_Text extract_.
Based on this analysis, we developed the knowledge representation for the information robot.
Our goal is to develop a robot that autonomously provides information services. Based on the analysis in section ‘Information in a Shopping Mall,’ we developed a knowledge representation that can be used by such a robot. Figure 2 shows the architecture of the system. Information from sensors goes through modules like people tracking (explained in section ‘People tracking’), localization (section ‘Localization’), and speech recognition (section ‘Speech recognition (with human operator)’). Output from these modules are used in the behavior controller (section ‘Behavior controller’), which contains a dialog manager (section ‘Dialog manager’). The environmental knowledge is stored in ontology (section ‘Ontology of entities in the map’) and map (section ‘Route perspective map’), and used by the dialog manager. We explain these modules in the later section.
There are two types of information in the knowledge representation. One is the map used for direction giving (explained in section ‘Route perspective map’). The other is shop-related data (explained in section “Ontology of entities in the map’).

_Data_.
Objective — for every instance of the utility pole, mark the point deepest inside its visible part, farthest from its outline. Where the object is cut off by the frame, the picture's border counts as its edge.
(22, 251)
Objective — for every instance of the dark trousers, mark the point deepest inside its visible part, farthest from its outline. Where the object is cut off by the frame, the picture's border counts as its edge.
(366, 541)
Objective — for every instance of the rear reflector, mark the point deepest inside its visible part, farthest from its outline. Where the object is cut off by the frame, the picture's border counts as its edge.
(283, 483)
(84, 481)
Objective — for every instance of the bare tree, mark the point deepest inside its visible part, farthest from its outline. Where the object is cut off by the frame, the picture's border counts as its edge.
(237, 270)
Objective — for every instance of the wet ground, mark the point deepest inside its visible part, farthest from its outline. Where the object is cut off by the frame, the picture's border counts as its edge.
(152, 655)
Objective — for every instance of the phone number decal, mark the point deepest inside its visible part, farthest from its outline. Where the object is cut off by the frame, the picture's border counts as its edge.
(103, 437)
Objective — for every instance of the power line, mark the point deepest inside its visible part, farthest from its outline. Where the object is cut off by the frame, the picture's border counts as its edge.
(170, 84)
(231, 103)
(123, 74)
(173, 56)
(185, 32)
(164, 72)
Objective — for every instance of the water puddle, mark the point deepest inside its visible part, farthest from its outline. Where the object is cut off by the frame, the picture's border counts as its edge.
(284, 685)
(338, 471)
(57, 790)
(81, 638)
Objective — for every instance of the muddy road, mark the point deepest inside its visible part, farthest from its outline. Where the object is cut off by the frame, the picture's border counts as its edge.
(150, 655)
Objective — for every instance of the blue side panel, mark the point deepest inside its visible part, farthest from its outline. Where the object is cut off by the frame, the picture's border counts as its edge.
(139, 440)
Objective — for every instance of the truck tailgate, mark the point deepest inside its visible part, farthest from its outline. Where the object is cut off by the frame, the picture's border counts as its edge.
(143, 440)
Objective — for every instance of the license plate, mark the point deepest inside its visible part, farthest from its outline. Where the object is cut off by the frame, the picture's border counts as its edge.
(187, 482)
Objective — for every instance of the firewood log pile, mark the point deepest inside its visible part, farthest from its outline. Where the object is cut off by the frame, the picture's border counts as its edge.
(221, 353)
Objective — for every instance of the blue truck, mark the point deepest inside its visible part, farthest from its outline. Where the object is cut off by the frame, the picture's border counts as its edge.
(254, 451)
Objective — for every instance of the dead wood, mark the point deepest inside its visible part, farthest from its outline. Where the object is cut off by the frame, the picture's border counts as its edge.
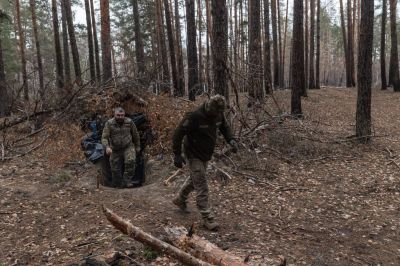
(201, 248)
(136, 233)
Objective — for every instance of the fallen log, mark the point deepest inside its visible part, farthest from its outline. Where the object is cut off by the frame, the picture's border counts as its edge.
(201, 248)
(136, 233)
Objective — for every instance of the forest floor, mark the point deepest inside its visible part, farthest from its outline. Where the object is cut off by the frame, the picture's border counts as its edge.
(300, 189)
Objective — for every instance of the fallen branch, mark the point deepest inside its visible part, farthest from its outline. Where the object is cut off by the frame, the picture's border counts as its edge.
(171, 177)
(161, 246)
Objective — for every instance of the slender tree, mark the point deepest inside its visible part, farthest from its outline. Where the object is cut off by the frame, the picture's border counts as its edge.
(394, 63)
(73, 43)
(275, 42)
(139, 49)
(317, 59)
(105, 40)
(90, 41)
(363, 113)
(267, 50)
(67, 67)
(22, 50)
(311, 77)
(161, 47)
(345, 46)
(193, 75)
(181, 72)
(171, 45)
(96, 43)
(255, 62)
(57, 46)
(383, 44)
(297, 58)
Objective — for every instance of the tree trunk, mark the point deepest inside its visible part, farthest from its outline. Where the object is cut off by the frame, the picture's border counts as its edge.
(72, 40)
(383, 43)
(139, 49)
(193, 76)
(162, 48)
(255, 62)
(180, 91)
(267, 51)
(4, 104)
(67, 67)
(105, 40)
(22, 51)
(57, 47)
(345, 46)
(297, 59)
(317, 62)
(96, 43)
(38, 50)
(306, 32)
(200, 44)
(394, 63)
(363, 113)
(311, 77)
(350, 45)
(90, 42)
(275, 43)
(171, 45)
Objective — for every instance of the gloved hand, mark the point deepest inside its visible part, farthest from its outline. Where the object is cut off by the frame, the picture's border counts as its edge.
(234, 145)
(179, 161)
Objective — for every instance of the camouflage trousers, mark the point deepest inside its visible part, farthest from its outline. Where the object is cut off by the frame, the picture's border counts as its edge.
(120, 159)
(197, 182)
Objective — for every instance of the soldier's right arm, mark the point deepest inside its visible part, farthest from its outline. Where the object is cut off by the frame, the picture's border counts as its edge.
(180, 133)
(105, 137)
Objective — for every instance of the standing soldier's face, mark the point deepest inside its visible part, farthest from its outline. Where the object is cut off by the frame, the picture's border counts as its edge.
(119, 117)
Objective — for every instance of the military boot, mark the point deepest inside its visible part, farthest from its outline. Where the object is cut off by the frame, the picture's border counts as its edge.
(210, 224)
(180, 203)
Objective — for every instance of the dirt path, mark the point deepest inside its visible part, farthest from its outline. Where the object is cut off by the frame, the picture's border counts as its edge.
(333, 204)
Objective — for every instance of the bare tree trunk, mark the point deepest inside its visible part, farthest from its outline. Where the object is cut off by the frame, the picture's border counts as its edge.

_Work instructions_.
a – In the robot knowledge passage, what are the two types of information in the knowledge representation?
b – Please return the part of the robot knowledge passage from "Our goal is" to "the later section.".

_Task answers_.
a – The map used for direction giving and shop-related data.

b –
Our goal is to develop a robot that autonomously provides information services. Based on the analysis in section ‘Information in a Shopping Mall,’ we developed a knowledge representation that can be used by such a robot. Figure 2 shows the architecture of the system. Information from sensors goes through modules like people tracking (explained in section ‘People tracking’), localization (section ‘Localization’), and speech recognition (section ‘Speech recognition (with human operator)’). Output from these modules are used in the behavior controller (section ‘Behavior controller’), which contains a dialog manager (section ‘Dialog manager’). The environmental knowledge is stored in ontology (section ‘Ontology of entities in the map’) and map (section ‘Route perspective map’), and used by the dialog manager. We explain these modules in the later section.